What you should do: Retyping the entries exactly is all that is required.

Content starts

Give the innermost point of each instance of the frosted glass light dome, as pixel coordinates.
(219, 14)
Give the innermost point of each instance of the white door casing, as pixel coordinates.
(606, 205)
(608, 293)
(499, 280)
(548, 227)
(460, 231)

Content ends

Written solution:
Give the innermost point of each instance of the frosted glass light dome, as pixel coordinates.
(219, 14)
Give the innermost point of each instance of the white door casing, as pixel coordinates.
(606, 205)
(608, 293)
(499, 280)
(548, 227)
(460, 231)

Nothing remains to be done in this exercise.